--- Data under study ---

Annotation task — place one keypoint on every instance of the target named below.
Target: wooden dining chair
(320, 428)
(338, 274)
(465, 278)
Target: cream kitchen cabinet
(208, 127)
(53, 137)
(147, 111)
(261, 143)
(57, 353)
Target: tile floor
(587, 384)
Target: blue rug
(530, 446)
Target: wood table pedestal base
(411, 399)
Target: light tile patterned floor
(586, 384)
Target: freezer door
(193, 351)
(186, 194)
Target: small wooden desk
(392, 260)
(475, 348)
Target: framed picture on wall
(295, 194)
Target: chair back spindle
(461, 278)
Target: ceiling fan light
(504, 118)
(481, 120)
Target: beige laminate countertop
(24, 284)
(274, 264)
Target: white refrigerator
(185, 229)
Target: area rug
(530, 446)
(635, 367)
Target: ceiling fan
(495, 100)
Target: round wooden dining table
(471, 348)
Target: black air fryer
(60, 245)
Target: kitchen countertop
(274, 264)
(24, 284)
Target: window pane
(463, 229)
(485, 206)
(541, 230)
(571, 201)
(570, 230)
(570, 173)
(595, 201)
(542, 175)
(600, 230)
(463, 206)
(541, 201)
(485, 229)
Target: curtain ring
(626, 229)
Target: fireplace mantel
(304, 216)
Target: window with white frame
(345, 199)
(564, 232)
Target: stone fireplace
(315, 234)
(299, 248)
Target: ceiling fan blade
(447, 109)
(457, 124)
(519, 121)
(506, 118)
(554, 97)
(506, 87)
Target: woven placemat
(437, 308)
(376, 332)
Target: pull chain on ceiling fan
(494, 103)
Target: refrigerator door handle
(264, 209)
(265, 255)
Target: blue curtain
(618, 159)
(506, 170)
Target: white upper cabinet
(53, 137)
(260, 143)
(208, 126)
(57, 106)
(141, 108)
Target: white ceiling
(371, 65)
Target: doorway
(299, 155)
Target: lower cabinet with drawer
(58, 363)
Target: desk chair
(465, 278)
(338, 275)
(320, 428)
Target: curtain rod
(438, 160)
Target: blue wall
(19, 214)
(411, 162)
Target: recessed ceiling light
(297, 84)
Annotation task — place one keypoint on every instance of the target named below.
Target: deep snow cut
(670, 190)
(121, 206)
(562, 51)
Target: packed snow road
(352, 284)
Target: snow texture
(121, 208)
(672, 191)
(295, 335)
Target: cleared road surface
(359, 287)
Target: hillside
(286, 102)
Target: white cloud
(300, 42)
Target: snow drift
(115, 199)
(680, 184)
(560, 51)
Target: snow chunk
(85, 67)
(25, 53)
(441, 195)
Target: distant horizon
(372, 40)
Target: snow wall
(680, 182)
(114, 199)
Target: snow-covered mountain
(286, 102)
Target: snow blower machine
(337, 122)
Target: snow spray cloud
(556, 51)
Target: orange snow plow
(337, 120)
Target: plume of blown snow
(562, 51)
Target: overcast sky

---

> **Your task**
Lines from the one holding "Target: snow wall" to the last line of the records: return these exactly, and only these.

> **Task result**
Target: snow wall
(680, 182)
(114, 199)
Target: snow-covered mountain
(286, 102)
Target: snow blower machine
(337, 122)
Target: snow spray cloud
(556, 51)
Target: orange snow plow
(337, 120)
Target: plume of blown snow
(562, 51)
Target: overcast sky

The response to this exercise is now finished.